DOCUMENT SECTION:
........

A useful way of thinking about the complex relationship between virtue
and profits is to view business activities as falling into one of four categories (see
Figure 1):
Cell One represents the “zone of opportunity” for Conscious Capitalism,
corporate social responsibility, and sustainable business practices. Many of the
businesses created by the new, so-called “social entrepreneurs” fall into this category.
These entrepreneurs (profiled regularly in BusinessWeek and Fast Company)
have developed business models that make money by doing good—for example,
by creating an inexpensive product for sale in the developing world that simply
and quickly purifies water, or by marketing healthy, environmentally friendly
products domestically. There are, literally, thousands of examples of business
activities that fall into this first category. Indeed, almost all of virtuous activities
typically associated with the policies and practices heralded by Conscious Capitalists
are found in Cell One. Such activities—running the gamut from recyclable
shopping bags to employee stock ownership programs—are desirable economically,
socially, environmentally, and ethically.

........

LISTED ENTRIES:
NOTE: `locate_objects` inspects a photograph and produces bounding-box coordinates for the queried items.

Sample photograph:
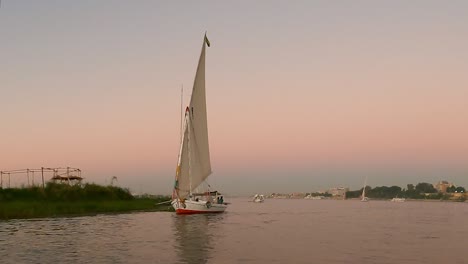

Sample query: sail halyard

[174,35,211,199]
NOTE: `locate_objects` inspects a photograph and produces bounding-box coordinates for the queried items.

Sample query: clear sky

[0,0,468,194]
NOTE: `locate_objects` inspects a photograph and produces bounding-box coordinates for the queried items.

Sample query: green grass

[0,183,172,219]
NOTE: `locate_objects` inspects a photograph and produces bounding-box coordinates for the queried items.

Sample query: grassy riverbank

[0,183,172,219]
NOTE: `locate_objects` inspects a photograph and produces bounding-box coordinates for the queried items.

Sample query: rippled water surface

[0,198,468,263]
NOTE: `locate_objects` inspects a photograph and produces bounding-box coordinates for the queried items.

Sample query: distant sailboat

[361,176,369,202]
[171,35,227,214]
[253,194,265,203]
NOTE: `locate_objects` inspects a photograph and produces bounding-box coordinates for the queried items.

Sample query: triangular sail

[175,37,211,199]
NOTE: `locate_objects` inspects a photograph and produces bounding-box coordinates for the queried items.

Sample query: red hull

[176,209,223,214]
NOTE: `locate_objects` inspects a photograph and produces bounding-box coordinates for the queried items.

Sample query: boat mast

[180,84,184,144]
[185,110,192,196]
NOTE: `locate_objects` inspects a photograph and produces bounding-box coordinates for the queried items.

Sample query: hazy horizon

[0,0,468,195]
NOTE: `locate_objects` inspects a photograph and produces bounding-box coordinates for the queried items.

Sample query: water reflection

[173,214,223,263]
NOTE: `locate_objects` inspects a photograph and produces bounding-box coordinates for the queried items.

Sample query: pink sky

[0,1,468,193]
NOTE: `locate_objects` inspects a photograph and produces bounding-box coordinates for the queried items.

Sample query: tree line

[346,182,466,199]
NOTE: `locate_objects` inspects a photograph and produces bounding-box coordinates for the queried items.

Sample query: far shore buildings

[328,187,349,199]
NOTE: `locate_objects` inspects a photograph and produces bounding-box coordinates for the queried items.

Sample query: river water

[0,198,468,263]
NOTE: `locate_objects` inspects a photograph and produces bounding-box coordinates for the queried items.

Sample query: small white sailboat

[253,194,265,203]
[171,34,227,214]
[361,176,369,202]
[390,195,406,203]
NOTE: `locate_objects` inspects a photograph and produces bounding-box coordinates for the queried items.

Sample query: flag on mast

[205,34,210,47]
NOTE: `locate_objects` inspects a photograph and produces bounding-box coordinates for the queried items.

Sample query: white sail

[175,37,211,199]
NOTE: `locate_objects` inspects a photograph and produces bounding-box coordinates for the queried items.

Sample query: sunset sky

[0,0,468,195]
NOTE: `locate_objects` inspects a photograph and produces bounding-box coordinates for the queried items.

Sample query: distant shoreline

[0,184,174,221]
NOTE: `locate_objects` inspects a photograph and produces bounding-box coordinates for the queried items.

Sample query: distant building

[328,187,349,199]
[434,181,453,193]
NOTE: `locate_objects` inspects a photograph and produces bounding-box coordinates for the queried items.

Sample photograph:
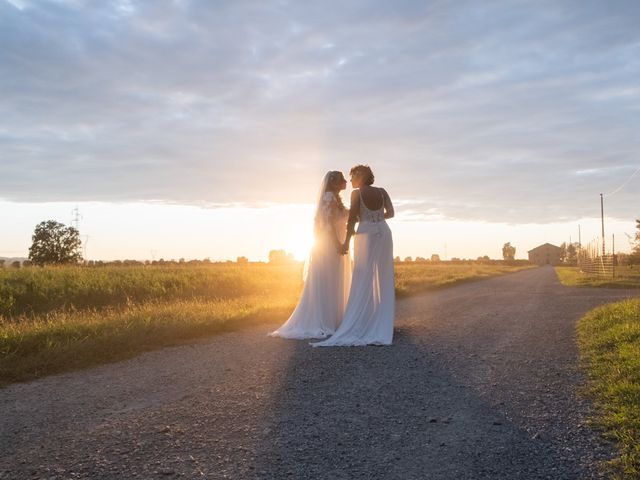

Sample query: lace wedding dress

[269,177,351,339]
[311,189,395,347]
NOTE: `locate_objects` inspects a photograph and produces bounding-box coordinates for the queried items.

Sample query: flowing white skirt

[311,221,395,347]
[269,231,351,339]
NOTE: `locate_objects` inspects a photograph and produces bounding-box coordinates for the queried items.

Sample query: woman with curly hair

[312,165,395,347]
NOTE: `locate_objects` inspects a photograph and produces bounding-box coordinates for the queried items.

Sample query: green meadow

[0,263,530,384]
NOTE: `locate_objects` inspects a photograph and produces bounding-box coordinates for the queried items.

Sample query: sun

[284,229,313,261]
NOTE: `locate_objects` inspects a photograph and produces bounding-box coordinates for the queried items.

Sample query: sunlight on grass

[578,299,640,479]
[0,263,529,384]
[556,266,640,288]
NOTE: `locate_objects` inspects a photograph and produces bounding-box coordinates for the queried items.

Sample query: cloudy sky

[0,0,640,258]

........

TASK DETAILS: Summarize the passage on virtue and profits in two sentences.

THE SOLUTION: Business activities can be viewed as falling into one of four categories, the first of which is the "zone of opportunity" for Conscious Capitalism, corporate social responsibility, and sustainable business practices. This first category holds thousands of examples, including social entrepreneurs' business models that make money by doing good and almost all of the virtuous practices associated with Conscious Capitalists, from recyclable shopping bags to employee stock ownership programs, which are desirable economically, socially, environmentally, and ethically.